READING PASSAGE START

Carbonation uses mineral raw materials such as calcium or magnesium silicates, which react with CO2 to form stable carbonates. This reaction can be utilised in industrial processes. For example, to treat waste such as steelworks slag or fly ash and bind CO2 at the same time.
This method offers a permanent solution for binding CO2. However, it is expensive due to the infrastructure and energy required.
Other possible uses for CO2
In addition to these three main approaches, there are other ideas for the economic utilisation of CO2. For example, photocatalysis, dream reactions or biological utilisation methods. However, these technologies are often still in the early stages of research and are currently not widely applicable.
Photocatalysis
Photocatalysis uses light energy to accelerate chemical reactions that convert CO2 into valuable products. This technology has the potential to convert CO2 into hydrocarbons or alcohols. These can then be used as fuels or chemicals. However, the main disadvantage is the currently still low efficiency and the high cost of the required catalysts.
Dream reactions
Dream reactions are innovative chemical reactions. In theory, they are highly efficient at converting CO2 into useful products. However, the reactions are often not yet practically realisable. They require further research and development to test their feasibility.
Biological utilisation pathways
Biological utilisation pathways use microorganisms or plants to convert CO2 into biomass or bio-based products. These approaches have the potential to be sustainable. However, they require extensive agricultural land or special biotechnological processes, which can also be resource-intensive.

READING PASSAGE END
MATERIAL SUPPLIED START

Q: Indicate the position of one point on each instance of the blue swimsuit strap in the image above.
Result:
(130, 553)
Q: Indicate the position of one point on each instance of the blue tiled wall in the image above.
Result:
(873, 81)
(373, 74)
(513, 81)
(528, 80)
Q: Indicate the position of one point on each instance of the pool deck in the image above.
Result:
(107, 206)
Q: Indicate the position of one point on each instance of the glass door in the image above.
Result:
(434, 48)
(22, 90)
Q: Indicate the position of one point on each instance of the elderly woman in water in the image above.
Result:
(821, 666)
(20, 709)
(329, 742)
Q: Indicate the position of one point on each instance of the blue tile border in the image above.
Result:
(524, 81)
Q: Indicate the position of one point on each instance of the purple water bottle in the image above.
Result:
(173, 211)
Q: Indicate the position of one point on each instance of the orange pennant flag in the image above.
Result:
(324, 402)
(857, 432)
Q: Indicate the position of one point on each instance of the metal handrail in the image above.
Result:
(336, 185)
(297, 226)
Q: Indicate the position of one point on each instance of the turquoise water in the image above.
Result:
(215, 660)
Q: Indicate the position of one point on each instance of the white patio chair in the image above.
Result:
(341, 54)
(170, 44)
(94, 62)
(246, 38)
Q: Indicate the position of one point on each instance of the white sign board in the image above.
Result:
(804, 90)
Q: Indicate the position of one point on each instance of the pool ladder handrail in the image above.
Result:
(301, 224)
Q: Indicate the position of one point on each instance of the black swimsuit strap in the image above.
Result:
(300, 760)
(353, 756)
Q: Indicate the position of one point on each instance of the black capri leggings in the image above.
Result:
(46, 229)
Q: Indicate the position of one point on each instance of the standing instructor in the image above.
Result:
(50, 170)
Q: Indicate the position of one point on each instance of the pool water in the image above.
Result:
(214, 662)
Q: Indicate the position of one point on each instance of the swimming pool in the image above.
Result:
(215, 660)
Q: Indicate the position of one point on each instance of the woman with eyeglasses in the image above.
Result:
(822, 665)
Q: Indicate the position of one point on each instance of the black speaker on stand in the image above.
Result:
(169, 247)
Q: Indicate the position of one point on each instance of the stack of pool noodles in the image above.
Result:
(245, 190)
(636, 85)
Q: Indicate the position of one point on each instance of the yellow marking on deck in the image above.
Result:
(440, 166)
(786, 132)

MATERIAL SUPPLIED END

REQUIREMENT
Rewrite the section of the passage on CO2 utilization that opens with the words "This method offers" and closes with "not widely applicable.", switching "permanent" to "lasting".

ANSWER
This method offers a lasting solution for binding CO2. However, it is expensive due to the infrastructure and energy required.
Other possible uses for CO2
In addition to these three main approaches, there are other ideas for the economic utilisation of CO2. For example, photocatalysis, dream reactions or biological utilisation methods. However, these technologies are often still in the early stages of research and are currently not widely applicable.